=== 文書部分 ===
歴史に残るミラクルショット 岩井明愛の片手打ちチップインバーディーを生み出したもの

2023年06月21日 12:29

ゴルフ

歴史に残るミラクルショット 岩井明愛の片手打ちチップインバーディーを生み出したもの
<ニチレイレディース・2日目>9番、コースレコードを更新しギャラリーの声援に応える岩井明(撮影・藤山 由理) Photo By スポニチ
 【福永稔彦のアンプレアブル】女子ゴルフのニチレイ・レディースは山下美夢有(21=加賀電子)の完全優勝で幕を閉じたが、昨季年間女王と並び大会を盛り上げたのが岩井ツインズの姉・岩井明愛(20=Honda)だった。
 初日72で回り、首位と7打差の58位と出遅れた岩井明は第2日に猛チャージを見せる。「裏街道」と呼ばれる10番からスタート。3連続バーディーで滑り出し、30でハーフターン。後半も4番から3連続バーディーを奪うなど合計10バーディー。大会コースレコードを1打更新する62をマークし、2位に急浮上した。

=== データ部 ===

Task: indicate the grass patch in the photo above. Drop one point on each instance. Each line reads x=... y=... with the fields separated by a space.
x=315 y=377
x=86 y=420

=== 課題 ===
記事に基づいて次の問いに答えよ。
1. ニチレイ・レディースを完全優勝で制したのは誰か。
2. 岩井明愛は第2日に何番ホールからスタートしたか。
3. 岩井明愛が第2日にマークしたスコアはいくつか。
リストは記事とは別個の資料である。

=== 出力 ===
1. 山下美夢有
2. 10番
3. 62